Raw records
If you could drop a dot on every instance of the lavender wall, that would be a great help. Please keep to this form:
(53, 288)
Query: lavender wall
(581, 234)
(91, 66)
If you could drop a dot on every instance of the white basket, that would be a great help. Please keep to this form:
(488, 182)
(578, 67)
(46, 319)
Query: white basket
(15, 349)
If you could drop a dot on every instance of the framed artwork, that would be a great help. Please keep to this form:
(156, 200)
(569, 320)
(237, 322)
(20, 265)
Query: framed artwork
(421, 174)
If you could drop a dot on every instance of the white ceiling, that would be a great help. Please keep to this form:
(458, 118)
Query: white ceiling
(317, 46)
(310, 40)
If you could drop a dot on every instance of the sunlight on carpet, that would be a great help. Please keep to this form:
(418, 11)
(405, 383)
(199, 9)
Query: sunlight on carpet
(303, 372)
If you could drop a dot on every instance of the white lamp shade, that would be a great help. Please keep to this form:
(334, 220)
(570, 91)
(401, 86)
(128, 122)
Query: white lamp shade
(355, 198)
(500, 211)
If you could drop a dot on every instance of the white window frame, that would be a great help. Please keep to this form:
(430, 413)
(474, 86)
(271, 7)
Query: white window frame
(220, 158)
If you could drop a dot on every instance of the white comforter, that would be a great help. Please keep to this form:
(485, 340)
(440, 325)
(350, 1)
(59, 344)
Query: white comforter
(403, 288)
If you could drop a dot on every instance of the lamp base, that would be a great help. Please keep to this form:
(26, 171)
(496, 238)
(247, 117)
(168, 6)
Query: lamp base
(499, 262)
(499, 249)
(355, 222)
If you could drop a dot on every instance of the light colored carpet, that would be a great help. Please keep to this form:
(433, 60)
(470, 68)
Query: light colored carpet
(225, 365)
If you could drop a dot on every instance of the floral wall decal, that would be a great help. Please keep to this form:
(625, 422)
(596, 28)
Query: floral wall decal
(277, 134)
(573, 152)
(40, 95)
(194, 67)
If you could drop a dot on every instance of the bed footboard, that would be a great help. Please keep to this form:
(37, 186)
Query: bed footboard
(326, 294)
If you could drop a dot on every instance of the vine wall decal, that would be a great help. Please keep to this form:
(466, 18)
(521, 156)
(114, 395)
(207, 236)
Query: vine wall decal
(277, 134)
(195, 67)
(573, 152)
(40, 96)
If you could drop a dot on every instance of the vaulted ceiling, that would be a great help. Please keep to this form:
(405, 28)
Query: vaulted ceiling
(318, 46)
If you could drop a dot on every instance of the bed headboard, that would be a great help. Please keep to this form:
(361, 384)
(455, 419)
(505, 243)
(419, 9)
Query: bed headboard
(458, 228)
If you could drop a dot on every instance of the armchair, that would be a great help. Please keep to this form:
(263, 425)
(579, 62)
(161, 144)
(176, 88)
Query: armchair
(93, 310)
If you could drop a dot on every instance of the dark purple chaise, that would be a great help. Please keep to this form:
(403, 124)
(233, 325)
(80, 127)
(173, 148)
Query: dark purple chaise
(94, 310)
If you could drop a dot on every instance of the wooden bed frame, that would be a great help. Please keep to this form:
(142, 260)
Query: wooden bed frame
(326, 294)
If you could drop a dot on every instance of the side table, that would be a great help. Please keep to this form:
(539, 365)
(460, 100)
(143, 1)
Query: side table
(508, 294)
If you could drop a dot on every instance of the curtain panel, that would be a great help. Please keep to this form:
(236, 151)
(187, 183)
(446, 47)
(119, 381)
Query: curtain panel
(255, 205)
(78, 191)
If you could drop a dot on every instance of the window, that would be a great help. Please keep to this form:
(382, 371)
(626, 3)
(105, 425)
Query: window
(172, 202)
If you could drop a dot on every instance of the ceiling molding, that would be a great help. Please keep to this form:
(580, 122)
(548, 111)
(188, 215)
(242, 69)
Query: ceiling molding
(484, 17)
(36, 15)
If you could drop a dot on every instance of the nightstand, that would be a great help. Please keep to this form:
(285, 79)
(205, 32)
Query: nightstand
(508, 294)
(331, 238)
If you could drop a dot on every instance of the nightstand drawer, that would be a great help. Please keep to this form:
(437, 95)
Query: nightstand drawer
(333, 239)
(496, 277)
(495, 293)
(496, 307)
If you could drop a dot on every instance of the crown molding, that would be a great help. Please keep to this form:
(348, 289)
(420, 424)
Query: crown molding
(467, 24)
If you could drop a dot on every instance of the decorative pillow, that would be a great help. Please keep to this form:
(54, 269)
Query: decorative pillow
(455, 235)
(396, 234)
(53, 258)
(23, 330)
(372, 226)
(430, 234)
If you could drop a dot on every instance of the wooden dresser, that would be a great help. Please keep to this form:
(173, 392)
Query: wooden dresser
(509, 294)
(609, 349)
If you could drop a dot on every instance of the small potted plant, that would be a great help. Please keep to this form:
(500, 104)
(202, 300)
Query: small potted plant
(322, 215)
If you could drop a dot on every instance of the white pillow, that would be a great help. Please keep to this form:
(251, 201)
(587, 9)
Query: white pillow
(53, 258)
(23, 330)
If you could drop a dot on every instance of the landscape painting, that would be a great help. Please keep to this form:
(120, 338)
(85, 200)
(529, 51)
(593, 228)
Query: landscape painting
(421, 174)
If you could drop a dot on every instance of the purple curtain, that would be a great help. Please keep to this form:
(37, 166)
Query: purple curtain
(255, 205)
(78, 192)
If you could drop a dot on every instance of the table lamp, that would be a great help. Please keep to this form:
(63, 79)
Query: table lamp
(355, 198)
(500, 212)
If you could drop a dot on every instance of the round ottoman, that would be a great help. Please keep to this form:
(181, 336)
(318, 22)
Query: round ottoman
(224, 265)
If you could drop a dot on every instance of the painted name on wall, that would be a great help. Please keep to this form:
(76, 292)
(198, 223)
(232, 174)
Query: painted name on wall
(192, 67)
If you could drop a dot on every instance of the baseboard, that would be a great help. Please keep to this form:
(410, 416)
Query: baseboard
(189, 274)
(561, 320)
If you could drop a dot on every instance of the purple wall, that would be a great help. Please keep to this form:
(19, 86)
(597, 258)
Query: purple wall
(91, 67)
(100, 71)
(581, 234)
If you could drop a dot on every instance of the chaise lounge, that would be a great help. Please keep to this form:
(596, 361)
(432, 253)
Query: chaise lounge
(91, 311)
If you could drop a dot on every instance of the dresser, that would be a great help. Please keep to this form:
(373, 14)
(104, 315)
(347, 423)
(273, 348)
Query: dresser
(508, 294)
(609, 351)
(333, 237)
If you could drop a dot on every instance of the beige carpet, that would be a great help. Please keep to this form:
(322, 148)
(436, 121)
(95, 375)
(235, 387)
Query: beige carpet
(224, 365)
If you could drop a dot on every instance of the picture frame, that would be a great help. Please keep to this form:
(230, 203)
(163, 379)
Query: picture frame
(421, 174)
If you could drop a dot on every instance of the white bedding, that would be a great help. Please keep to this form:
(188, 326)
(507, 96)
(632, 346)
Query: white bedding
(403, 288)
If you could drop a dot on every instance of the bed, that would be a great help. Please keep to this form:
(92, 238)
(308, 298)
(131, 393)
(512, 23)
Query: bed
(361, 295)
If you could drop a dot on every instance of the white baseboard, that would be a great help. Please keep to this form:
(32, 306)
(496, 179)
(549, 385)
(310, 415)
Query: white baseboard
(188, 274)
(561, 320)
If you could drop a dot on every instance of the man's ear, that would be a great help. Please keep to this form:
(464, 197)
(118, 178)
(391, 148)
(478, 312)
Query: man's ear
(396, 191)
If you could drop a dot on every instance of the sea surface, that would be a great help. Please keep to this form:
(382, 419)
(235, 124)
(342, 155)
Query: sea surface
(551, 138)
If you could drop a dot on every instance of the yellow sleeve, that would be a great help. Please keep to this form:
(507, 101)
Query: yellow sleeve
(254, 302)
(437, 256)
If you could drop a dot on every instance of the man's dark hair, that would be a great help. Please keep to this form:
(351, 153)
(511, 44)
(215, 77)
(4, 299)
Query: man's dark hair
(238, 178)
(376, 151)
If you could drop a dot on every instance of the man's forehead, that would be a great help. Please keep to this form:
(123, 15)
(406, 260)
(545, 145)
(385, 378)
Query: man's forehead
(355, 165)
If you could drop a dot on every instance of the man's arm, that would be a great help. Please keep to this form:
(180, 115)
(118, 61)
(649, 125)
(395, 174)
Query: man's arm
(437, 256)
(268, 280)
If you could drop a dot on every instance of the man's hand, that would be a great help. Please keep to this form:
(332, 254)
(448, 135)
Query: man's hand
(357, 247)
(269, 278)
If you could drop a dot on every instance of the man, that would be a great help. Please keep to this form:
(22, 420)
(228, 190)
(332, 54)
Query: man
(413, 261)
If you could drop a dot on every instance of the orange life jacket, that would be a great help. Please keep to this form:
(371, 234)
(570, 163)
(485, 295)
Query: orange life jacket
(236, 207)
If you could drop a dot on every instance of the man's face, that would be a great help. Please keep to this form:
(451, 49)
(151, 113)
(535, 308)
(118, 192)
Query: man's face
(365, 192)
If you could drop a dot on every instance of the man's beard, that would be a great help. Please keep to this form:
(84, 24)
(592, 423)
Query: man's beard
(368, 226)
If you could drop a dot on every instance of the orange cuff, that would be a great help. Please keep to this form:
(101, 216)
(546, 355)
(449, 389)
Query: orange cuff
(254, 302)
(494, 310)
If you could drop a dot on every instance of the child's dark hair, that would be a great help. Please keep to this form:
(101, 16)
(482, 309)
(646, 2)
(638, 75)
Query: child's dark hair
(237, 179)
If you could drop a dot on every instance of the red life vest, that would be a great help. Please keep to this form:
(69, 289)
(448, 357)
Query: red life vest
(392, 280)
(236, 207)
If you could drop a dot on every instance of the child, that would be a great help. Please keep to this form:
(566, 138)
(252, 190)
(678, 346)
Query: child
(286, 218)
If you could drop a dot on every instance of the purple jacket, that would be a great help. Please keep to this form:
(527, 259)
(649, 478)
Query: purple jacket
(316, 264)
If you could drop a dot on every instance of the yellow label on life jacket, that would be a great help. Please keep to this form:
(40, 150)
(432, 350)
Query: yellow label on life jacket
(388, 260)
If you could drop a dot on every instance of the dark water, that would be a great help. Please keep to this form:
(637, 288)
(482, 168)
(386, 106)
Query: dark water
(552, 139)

*Task prompt*
Starting at the line that contains "purple jacket, that", write out every line to the end of the entries, exactly as given.

*Exercise result*
If you could drop a dot on every instance of the purple jacket, that would be a great help. Please keep to this form:
(527, 259)
(649, 478)
Query: purple jacket
(316, 264)
If you could drop a dot on every instance of the yellow label on life jacket, that would be a great help. Please keep to this form:
(40, 150)
(432, 350)
Query: yellow label on life jacket
(388, 260)
If you could drop a dot on every instance of the dark water, that would be a great help. Please keep to this form:
(637, 288)
(482, 168)
(386, 106)
Query: dark water
(552, 139)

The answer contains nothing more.